▶ [Task brief]: Rewrite the part of the iText forms excerpt that opens with the words containing "These are the" and closes with "an XFA form!", changing each "AcroForm" to "static form".

▶ [Excerpt provided]:
Please read The Best iText Questions on StackOverflow and scroll to the section entitled "Interactive forms".
These are the first two questions of this section:
How to fill out a pdf file programmatically? (AcroForm
technology)
How to fill out a pdf file programmatically? (Dynamic
XFA)
You are filling out the form as if it were based on AcroForm technology. That isn't supposed to work, is it? Your form is an XFA form!
Filling out an XFA form is explained in my book, in the XfaMovies example:
public void manipulatePdf(String src, String xml, String dest)
throws IOException, DocumentException {
PdfReader reader = new PdfReader(src);
PdfStamper stamper = new PdfStamper(reader,
new FileOutputStream(dest));
AcroFields form = stamper.getAcroFields();
XfaForm xfa = form.getXfa();
xfa.fillXfaForm(new FileInputStream(xml));
stamper.close();
reader.close();
}
In this case, src is a path to the original form, xml is a path to the XML data, and dest is the path of the filled out form.
If you want to read the data, you need the XfaMovie example:
This reads the full form (all the XFA):
public void readXfa(String src, String dest)
throws IOException, ParserConfigurationException, SAXException,
TransformerFactoryConfigurationError, TransformerException {
FileOutputStream os = new FileOutputStream(dest);
PdfReader reader = new PdfReader(src);
XfaForm xfa = new XfaForm(reader);
Document doc = xfa.getDomDocument();
Transformer tf = TransformerFactory.newInstance().newTransformer();
tf.setOutputProperty(OutputKeys.ENCODING, "UTF-8");
tf.setOutputProperty(OutputKeys.INDENT, "yes");
tf.transform(new DOMSource(doc), new StreamResult(os));
reader.close();
}
If you only want the data, you need to examine the datasets node:
public void readData(String src, String dest)
throws IOException, ParserConfigurationException, SAXException,
TransformerFactoryConfigurationError, TransformerException {
FileOutputStream os = new FileOutputStream(dest);
PdfReader reader = new PdfReader(src);
XfaForm xfa = new XfaForm(reader);
Node node = xfa.getDatasetsNode();
NodeList list = node.getChildNodes();
for (int i = 0; i < list.getLength(); i++) {
if("data".equals(list.item(i).getLocalName())) {
node = list.item(i);
break;
}
}
list = node.getChildNodes();
for (int i = 0; i < list.getLength(); i++) {
if("movies".equals(list.item(i).getLocalName())) {
node = list.item(i);
break;
}
}
Transformer tf = TransformerFactory.newInstance().newTransformer();
tf.setOutputProperty(OutputKeys.ENCODING, "UTF-8");
tf.setOutputProperty(OutputKeys.INDENT, "yes");
tf.transform(new DOMSource(node), new StreamResult(os));
reader.close();
}
Note that I don't understand why you think there are fields such as text_1, text_2 in the form. XFA fields are easy to recognize because the contain plenty of [] characters.
Also: from the screenshot below (taken with iText RUPS), it is clear that there are no such fields in the form:
The tools are there on the iText web site. The documentation is there. Please use it!

[Entries from a point annotation set]
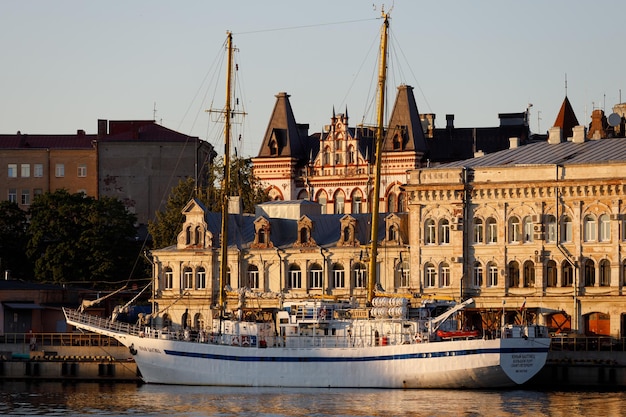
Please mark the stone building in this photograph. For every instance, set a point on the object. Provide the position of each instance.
(538, 229)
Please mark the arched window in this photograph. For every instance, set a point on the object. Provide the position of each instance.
(339, 280)
(295, 277)
(567, 274)
(444, 275)
(529, 229)
(492, 275)
(168, 278)
(479, 232)
(590, 228)
(590, 273)
(200, 278)
(492, 230)
(430, 276)
(550, 229)
(402, 202)
(605, 273)
(566, 229)
(529, 274)
(360, 275)
(316, 276)
(391, 203)
(429, 232)
(403, 274)
(444, 231)
(551, 279)
(514, 230)
(513, 274)
(253, 277)
(340, 201)
(187, 278)
(477, 275)
(605, 228)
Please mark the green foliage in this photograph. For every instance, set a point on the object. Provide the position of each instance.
(13, 223)
(76, 238)
(168, 223)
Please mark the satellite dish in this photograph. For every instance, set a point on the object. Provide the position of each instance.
(614, 119)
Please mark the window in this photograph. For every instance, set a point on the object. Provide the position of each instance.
(551, 274)
(430, 276)
(492, 275)
(566, 230)
(12, 195)
(201, 278)
(589, 228)
(187, 278)
(444, 232)
(529, 274)
(25, 170)
(169, 279)
(492, 230)
(26, 197)
(444, 275)
(429, 232)
(605, 228)
(404, 275)
(360, 275)
(514, 230)
(567, 275)
(513, 274)
(339, 280)
(38, 170)
(605, 273)
(253, 277)
(478, 230)
(59, 170)
(550, 229)
(295, 277)
(590, 273)
(529, 229)
(316, 275)
(477, 277)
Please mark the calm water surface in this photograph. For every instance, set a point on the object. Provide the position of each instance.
(89, 399)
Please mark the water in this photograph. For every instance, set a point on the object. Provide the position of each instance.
(89, 399)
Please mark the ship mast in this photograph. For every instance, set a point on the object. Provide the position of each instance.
(382, 78)
(226, 179)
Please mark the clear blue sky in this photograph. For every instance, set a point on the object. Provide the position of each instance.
(67, 63)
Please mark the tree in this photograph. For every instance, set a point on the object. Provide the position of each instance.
(13, 223)
(168, 223)
(76, 238)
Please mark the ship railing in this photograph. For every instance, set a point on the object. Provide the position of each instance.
(101, 323)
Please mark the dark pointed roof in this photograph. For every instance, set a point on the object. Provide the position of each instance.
(284, 130)
(406, 119)
(566, 119)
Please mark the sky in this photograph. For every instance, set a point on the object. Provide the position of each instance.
(67, 63)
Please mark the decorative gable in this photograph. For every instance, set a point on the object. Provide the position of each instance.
(305, 233)
(348, 232)
(195, 233)
(262, 239)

▶ [Result]:
These are the first two questions of this section:
How to fill out a pdf file programmatically? (static form
technology)
How to fill out a pdf file programmatically? (Dynamic
XFA)
You are filling out the form as if it were based on static form technology. That isn't supposed to work, is it? Your form is an XFA form!